··· Extract to read ···

Levels of Care Primary Secondary and Tertiary Framework
Key Points
- Primary care emphasizes prevention, early identification, and routine management.
- Secondary care addresses focused acute or specialty needs and stabilizes patient status.
- Tertiary care provides highly specialized and often intensive interventions for complex conditions.
- Safe care requires planned movement between levels with clear referral and return-to-primary pathways.
Pathophysiology
Levels of care represent a healthcare delivery design, not a biologic disease process. Patients move between levels based on complexity, acuity, and required expertise.
Care failures commonly occur at transition points when referral intent, treatment goals, and follow-up responsibilities are not clearly communicated.
Classification
- Primary care: Health promotion, prevention, screening, and routine chronic care.
- Secondary care: Specialist evaluation and management of more complex acute/chronic problems.
- Tertiary care: Advanced specialty or procedural care in high-capability settings.
- Transition pattern: Escalation for complexity, then de-escalation back to continuity care.
Nursing Assessment
NCLEX Focus
Prioritize where the patient should receive care now and what transition details are required for safety.
- Assess current acuity, stability, and urgency to determine care-level fit.
- Assess whether current setting can provide required diagnostics/interventions.
- Assess referral indications and urgency for specialist or tertiary services.
- Assess discharge/readiness factors for return to lower level with follow-up.
- Assess patient understanding of why transitions are occurring.
Nursing Interventions
- Coordinate timely referrals with complete clinical context and rationale.
- Clarify goals of each level and expected handoff outcomes.
- Educate patient/family about where to seek routine vs urgent vs specialized care.
- Confirm return pathway to primary care after specialty episodes.
- Document transition decisions and contingency instructions.
Transition Fragmentation
Escalating care without a clear return and follow-up plan increases readmission and missed-care risk.
Pharmacology
Medication regimens often change during secondary/tertiary episodes; reconciliation and clear post-transition instructions are essential before return to primary care.
Clinical Judgment Application
Clinical Scenario
A patient seen in primary care for worsening dyspnea requires urgent specialist intervention and possible procedural management.
Recognize Cues: Symptoms exceed routine management threshold. Analyze Cues: Secondary or tertiary resources are needed for definitive workup/treatment. Prioritize Hypotheses: Immediate safe escalation is priority. Generate Solutions: Arrange urgent referral and communicate risk details to receiving team. Take Action: Transfer with complete handoff and stabilization steps. Evaluate Outcomes: Specialized care is delivered, then follow-up is reconnected to primary care.
Related Concepts
- patient-care-coordination-interdisciplinary-referrals-and-case-management - Operational pathway for transitions.
- continuity-of-care-during-evaluation-phase - Ensures stable follow-through after level changes.
- nurse-licensure-compact-and-multistate-practice - Relevant when care transitions cross jurisdictions.
Self-Check
- What clinical factors most strongly determine escalation from primary to secondary care?
- Why must tertiary episodes include explicit return-to-primary planning?
- Which handoff elements prevent avoidable transition-related harm?

··· Given entries ···

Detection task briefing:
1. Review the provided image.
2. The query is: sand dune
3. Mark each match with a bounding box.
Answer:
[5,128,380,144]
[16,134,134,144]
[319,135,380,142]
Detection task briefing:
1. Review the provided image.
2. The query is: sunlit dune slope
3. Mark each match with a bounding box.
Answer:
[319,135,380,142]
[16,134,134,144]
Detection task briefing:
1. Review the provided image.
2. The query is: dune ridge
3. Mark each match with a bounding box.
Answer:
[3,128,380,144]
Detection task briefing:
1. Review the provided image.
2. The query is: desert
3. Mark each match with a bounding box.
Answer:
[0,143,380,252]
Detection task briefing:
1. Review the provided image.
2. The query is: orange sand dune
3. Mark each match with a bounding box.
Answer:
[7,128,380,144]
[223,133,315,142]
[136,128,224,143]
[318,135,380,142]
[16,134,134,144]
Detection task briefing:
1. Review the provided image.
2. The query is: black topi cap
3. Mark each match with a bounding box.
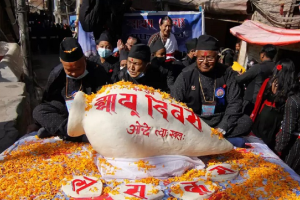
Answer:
[196,35,220,51]
[59,37,83,62]
[128,44,151,62]
[185,38,198,53]
[96,31,113,45]
[150,39,165,53]
[119,50,129,62]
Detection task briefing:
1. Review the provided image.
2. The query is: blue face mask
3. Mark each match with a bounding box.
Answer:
[98,48,112,58]
[67,70,89,80]
[127,70,145,79]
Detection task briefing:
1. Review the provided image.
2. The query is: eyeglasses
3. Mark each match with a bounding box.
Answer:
[127,60,143,68]
[198,57,216,63]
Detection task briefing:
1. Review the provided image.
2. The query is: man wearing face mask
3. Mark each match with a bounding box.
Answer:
[171,35,252,147]
[89,31,118,77]
[33,38,109,142]
[182,38,198,67]
[114,44,168,91]
[150,40,175,92]
[111,49,129,82]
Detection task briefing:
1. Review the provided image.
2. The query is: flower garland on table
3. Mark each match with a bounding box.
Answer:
[0,136,300,200]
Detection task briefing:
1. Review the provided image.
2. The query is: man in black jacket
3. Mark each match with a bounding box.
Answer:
[89,31,118,77]
[171,35,252,147]
[114,44,169,92]
[182,38,198,67]
[236,44,277,116]
[79,0,132,42]
[33,38,109,142]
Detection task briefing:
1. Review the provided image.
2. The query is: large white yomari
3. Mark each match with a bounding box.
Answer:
[68,82,233,158]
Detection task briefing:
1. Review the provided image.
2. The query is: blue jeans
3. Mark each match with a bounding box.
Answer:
[226,137,246,148]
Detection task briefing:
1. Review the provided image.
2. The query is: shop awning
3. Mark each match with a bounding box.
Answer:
[230,20,300,46]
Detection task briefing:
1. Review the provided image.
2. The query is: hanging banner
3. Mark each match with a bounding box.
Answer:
[78,11,203,57]
[122,11,202,51]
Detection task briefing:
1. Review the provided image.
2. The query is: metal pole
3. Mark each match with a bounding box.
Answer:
[16,0,36,115]
[66,4,70,25]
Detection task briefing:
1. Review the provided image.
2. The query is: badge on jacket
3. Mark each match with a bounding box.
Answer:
[215,87,225,105]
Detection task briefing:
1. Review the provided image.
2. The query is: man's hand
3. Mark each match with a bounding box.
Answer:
[117,40,125,51]
[238,69,243,75]
[217,128,226,135]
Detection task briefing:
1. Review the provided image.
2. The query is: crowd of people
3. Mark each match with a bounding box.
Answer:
[29,20,77,54]
[25,13,300,174]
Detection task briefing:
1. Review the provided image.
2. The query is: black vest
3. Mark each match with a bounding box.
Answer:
[182,63,228,117]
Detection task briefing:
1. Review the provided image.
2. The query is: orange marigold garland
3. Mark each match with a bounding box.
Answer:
[84,81,188,111]
[0,136,300,200]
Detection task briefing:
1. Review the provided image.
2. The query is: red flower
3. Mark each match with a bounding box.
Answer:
[276,65,282,71]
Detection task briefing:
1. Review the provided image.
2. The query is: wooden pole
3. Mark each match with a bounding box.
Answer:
[16,0,36,115]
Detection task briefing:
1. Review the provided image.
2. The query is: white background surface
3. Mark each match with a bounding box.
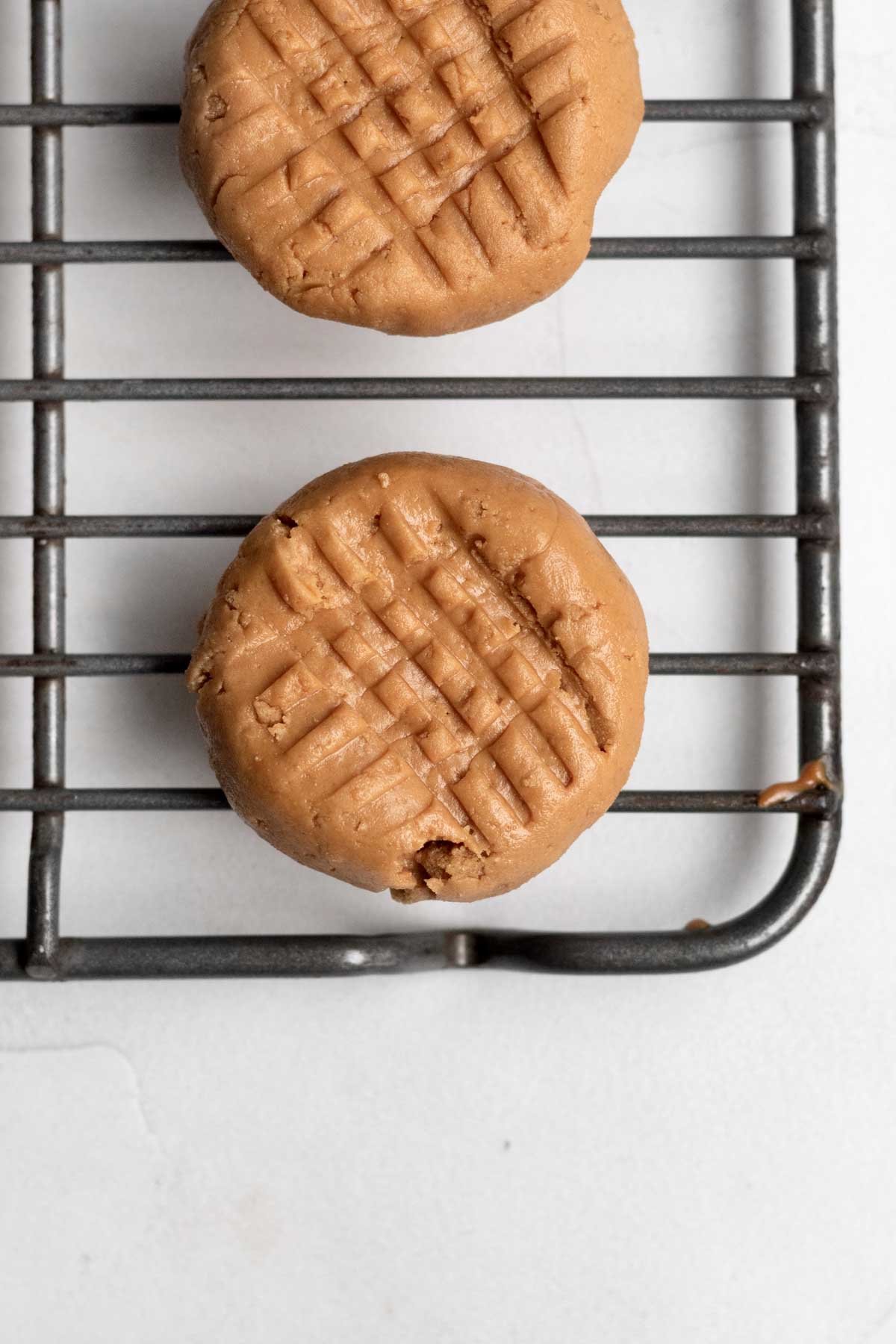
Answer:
[0,0,896,1344]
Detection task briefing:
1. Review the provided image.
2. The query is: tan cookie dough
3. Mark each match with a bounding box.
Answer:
[180,0,644,336]
[187,453,647,900]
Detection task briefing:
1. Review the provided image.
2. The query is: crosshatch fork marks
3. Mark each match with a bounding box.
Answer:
[202,0,579,292]
[246,499,609,847]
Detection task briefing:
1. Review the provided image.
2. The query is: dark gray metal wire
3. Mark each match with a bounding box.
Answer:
[0,0,841,978]
[25,0,66,978]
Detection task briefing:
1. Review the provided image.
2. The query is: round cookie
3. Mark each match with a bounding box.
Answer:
[180,0,644,336]
[187,453,647,902]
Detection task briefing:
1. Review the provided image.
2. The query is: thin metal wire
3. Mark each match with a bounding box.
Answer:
[0,650,837,676]
[25,0,66,978]
[0,514,834,541]
[0,235,829,266]
[0,97,826,126]
[0,375,834,402]
[0,789,839,817]
[0,0,841,978]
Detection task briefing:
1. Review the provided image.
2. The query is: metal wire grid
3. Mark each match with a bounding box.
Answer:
[0,0,841,980]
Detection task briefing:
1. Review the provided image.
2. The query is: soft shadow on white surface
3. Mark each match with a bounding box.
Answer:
[0,3,795,933]
[7,0,896,1344]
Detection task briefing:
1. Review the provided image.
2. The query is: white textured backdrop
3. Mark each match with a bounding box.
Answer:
[0,7,896,1344]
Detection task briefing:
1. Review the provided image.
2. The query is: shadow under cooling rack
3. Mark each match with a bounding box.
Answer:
[0,0,841,980]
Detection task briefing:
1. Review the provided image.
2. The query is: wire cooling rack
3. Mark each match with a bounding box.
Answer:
[0,0,841,980]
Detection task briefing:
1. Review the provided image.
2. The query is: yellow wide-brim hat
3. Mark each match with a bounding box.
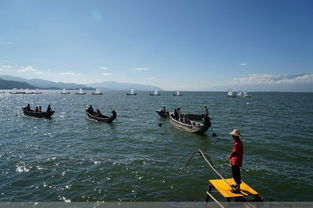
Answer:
[230,129,240,136]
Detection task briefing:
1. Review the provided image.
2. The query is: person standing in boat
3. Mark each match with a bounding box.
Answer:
[112,109,116,118]
[228,129,243,193]
[87,105,94,114]
[47,105,52,112]
[26,104,30,110]
[203,106,209,118]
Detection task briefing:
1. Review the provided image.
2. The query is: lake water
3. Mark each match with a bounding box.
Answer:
[0,91,313,202]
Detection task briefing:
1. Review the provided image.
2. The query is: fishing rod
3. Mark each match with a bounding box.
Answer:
[183,149,232,187]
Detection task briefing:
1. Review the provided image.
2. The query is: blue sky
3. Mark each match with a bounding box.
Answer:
[0,0,313,90]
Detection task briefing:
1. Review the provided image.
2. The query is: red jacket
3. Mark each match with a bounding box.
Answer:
[230,138,243,167]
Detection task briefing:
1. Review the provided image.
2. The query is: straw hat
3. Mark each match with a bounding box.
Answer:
[230,129,240,136]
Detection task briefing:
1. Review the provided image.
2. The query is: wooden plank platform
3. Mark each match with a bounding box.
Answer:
[209,178,258,198]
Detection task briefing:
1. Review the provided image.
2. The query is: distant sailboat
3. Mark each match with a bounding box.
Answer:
[226,89,236,97]
[75,88,86,95]
[91,89,103,95]
[126,89,137,95]
[242,91,251,98]
[173,90,183,96]
[149,90,161,96]
[33,89,42,95]
[61,89,70,95]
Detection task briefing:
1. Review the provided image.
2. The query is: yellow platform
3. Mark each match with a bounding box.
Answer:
[209,178,258,198]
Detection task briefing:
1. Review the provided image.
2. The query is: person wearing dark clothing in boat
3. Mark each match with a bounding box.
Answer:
[87,105,94,114]
[203,106,209,118]
[112,109,116,118]
[228,129,243,193]
[174,108,179,120]
[94,109,101,116]
[25,104,30,111]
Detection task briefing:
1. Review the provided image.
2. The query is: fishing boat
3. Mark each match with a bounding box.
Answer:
[155,109,204,121]
[91,89,103,95]
[173,90,183,96]
[61,89,70,95]
[22,108,54,118]
[169,113,211,134]
[155,108,169,118]
[226,89,236,98]
[184,149,263,204]
[86,110,116,123]
[149,90,161,96]
[75,88,86,95]
[32,89,42,95]
[126,89,137,95]
[242,91,251,98]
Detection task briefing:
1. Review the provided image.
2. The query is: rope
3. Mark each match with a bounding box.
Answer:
[206,191,224,208]
[199,149,231,187]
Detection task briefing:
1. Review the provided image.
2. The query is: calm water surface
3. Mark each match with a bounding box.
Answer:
[0,91,313,201]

···

_Description of the task_
In the levels-of-care text, where do care failures commonly occur? The lines have no connection to the levels-of-care text.

_Answer to this problem_
At transition points, when referral intent, treatment goals, and follow-up responsibilities are not clearly communicated.